→ **Task set**
1. Retype the part of the GM food passage starting with "Then last week" and going on through "their anti-science ways.".
2. Condense the GM food passage's paragraph that opens "In November, after spending" into one shorter sentence that keeps its main facts.
3. Name every person the GM food passage mentions by name.

→ **Document segment**
A few months later, French activist Gilles-Eric Séralini released a paper claiming GM food caused tumors in rats. Science turned on his suspect methodology and he refused to show any data and the work was quickly debunked.
In November, after spending their way to an early lead in polls, the anti-biology movement in California, manifested in California's Proposition 37, collapsed when critics noted that the new law couldn't be fixed by the legislature and was not actually helping anyone. Even Californians thought their position was too fringe.
Then last week Mark Lynas, environmental activist and award-winning author most famous for throwing a pie in the face of Bjorn Lomborg, said learning about the scientific method to understand climate change showed him he was wrong for illogically claiming scientists in every other field were out to kill the planet. He issued a mea culpa and apologized to the poor people his claims hurt and the public he scared with his anti-GMO stance. It wasn't a huge surprise. Last year, he wrote in "The God Species: How the Planet Can Survive the Age of Humans" that nuclear power should be a green option, which had to have concerned his brethren mired in their anti-science ways.

→ **Data for analysis**
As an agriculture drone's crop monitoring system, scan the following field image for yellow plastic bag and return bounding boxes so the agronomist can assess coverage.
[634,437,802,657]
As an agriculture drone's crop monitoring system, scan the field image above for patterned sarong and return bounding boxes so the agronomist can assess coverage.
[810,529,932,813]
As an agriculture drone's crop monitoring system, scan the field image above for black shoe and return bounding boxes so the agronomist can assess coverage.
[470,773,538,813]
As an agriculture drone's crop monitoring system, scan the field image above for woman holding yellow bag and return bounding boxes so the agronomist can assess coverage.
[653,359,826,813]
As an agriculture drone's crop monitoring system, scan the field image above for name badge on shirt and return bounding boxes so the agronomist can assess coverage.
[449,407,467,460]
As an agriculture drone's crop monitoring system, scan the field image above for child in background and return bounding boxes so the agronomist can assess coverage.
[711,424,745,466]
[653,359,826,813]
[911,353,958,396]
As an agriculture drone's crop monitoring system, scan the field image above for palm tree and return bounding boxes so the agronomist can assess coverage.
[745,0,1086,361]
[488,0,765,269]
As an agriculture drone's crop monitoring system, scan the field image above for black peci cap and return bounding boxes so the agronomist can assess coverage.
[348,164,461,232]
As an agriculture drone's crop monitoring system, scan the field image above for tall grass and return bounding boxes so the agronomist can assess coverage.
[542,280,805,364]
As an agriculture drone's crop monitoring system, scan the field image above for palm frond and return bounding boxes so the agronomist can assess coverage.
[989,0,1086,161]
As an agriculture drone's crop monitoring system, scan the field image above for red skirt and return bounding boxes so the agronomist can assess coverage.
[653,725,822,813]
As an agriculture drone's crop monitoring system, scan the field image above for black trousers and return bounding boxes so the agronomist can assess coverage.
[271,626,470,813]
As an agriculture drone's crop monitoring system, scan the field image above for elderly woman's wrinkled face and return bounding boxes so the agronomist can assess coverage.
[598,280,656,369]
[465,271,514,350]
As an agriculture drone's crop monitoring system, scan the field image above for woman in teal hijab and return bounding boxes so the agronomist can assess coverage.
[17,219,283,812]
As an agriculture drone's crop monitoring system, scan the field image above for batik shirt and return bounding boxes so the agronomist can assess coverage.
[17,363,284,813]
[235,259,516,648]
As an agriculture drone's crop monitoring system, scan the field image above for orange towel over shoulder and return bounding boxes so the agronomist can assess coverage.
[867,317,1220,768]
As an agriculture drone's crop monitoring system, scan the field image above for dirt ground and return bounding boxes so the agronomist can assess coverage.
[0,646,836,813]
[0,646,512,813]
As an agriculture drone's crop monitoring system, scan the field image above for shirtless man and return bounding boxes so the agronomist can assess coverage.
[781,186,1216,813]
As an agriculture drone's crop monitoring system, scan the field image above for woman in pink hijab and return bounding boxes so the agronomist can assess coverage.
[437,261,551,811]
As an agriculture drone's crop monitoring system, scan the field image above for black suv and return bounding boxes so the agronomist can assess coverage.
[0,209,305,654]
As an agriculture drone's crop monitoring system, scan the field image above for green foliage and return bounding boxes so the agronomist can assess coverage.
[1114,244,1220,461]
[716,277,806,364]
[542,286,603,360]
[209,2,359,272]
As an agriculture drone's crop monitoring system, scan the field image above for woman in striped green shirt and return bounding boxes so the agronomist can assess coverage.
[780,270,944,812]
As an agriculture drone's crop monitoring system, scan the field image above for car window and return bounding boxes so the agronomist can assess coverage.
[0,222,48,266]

→ **Responses to the tasks**
1.
Then last week Mark Lynas, environmental activist and award-winning author most famous for throwing a pie in the face of Bjorn Lomborg, said learning about the scientific method to understand climate change showed him he was wrong for illogically claiming scientists in every other field were out to kill the planet. He issued a mea culpa and apologized to the poor people his claims hurt and the public he scared with his anti-GMO stance. It wasn't a huge surprise. Last year, he wrote in "The God Species: How the Planet Can Survive the Age of Humans" that nuclear power should be a green option, which had to have concerned his brethren mired in their anti-science ways.

2. In November, California's Proposition 37 lost the early poll lead it had spent its way to when critics noted that the legislature couldn't fix the law and that it wasn't helping anyone, and even Californians found the position too fringe.

3.
- Gilles-Eric Séralini
- Mark Lynas
- Bjorn Lomborg